## reading in data
survivor_data_final =
read.csv("data/survivor_data_final.csv")
status <- c()
time <- c()
for (i in 1:nrow(survivor_data_final))
{
if (survivor_data_final[i,17] == "Quit") {
status[i] <- 0
time[i] <- survivor_data_final$days_survived[i]
}
else if (survivor_data_final[i,17] == "Sole Survivor") {
status[i] <- 0
time[i] <- survivor_data_final$days_survived[i]
}
else if (survivor_data_final[i,17] == "Runner-up") {
status[i] <- 0
time[i] <- survivor_data_final$days_survived[i]
} else if (survivor_data_final[i,17] == "Co-runner-up") {
status[i] <- 0
time[i] <- survivor_data_final$days_survived[i]
}
else {
status[i] <- 1
time[i] <- survivor_data_final$days_survived[i]
}
}
survivor_data_final[,25] <- status
survivor_data_final[,26] <- time
colnames(survivor_data_final)[25] <- "status"
colnames(survivor_data_final)[26] <- "time"
In this report, we utilize survival analysis to explore the implications of known race, gender, and personality type to game show survival. In particular, we focus on the American classic TV series Survivor, which is currently on its 43rd season. In each season of the show, 16 to 18 contestants are divided into tribes and navigate challenges within these social alliances in order to promote their own survival.1 Throughout each season, contestants are progressively eliminated by vote of their peers until there is a sole survivor. Given that aspects of identity heavily influence how people are perceived in a social context, we hypothesize that contestant outcomes may differ on the measures related to retention or screen time.
Our initial goal was to investigate the extent to which gender, race, and personality have led to differences in days survived on Survivor. Based on cultural norms in the U.S., we hypothesized that contestants who are white, male, or extroverts would have the longest survival time. In determining a lack of results on these measures, we decided to integrate geographic comparisons as well for survival time. More additional questions arose throughout the course of our research. We determined that another component of entertainment culture was not only how long the contestants stayed on the show, but how much individualized screen time they received while there. Thus, we decided to explore the frequency of confessionals as supplementary analyses. Finally, in more recent years (in alignment with the Black Lives Matter movement in the U.S.), Survivor has made the effort to encourage more diversity within their casts. To this end, we also wanted to visually see if contestants had representation that evolved over the 42 seasons. In this paper, we consider all these aspects as part of a comprehensive investigation of demographics on game show survival.
In order to analyze the show Survivor, we used data sources
from the castaway_details
and castaways
datasets,4 as well as others, from the
survivoR
package.5 This fan-made package contains data from
all seasons of Survivor. According to the authors of the
package, “the data was sourced from Wikipedia and the Survivor Wiki.

■ ■ ■ ■ ■ ■ ■

* **WRITTEN INSTRUCTION A**
Copy the Survivor report word for word from "In order to analyze" up to and including "the Survivor Wiki.".

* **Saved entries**
■ ■ ■ ■ ■ ■ ■

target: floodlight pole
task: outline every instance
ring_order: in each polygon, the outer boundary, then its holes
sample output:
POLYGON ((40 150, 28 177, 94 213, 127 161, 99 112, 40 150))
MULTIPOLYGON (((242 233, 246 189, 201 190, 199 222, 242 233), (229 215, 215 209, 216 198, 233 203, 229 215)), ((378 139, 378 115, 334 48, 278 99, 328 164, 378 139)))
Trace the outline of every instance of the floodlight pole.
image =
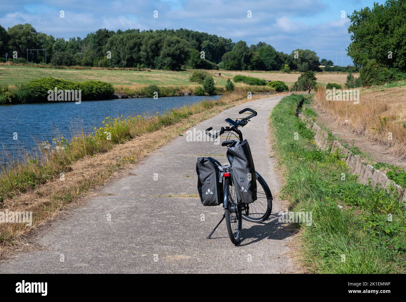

■ ■ ■ ■ ■ ■ ■

* **WRITTEN INSTRUCTION B**
Please write out every line of the records above exactly as they appear, leaving the pictures out of your answer.

* **CORRECT RESULT A**
In order to analyze the show Survivor, we used data sources
from the castaway_details
and castaways
datasets,4 as well as others, from the
survivoR
package.5 This fan-made package contains data from
all seasons of Survivor. According to the authors of the
package, “the data was sourced from Wikipedia and the Survivor Wiki.

* **CORRECT RESULT B**
target: floodlight pole
task: outline every instance
ring_order: in each polygon, the outer boundary, then its holes
sample output:
POLYGON ((40 150, 28 177, 94 213, 127 161, 99 112, 40 150))
MULTIPOLYGON (((242 233, 246 189, 201 190, 199 222, 242 233), (229 215, 215 209, 216 198, 233 203, 229 215)), ((378 139, 378 115, 334 48, 278 99, 328 164, 378 139)))
Trace the outline of every instance of the floodlight pole.
image =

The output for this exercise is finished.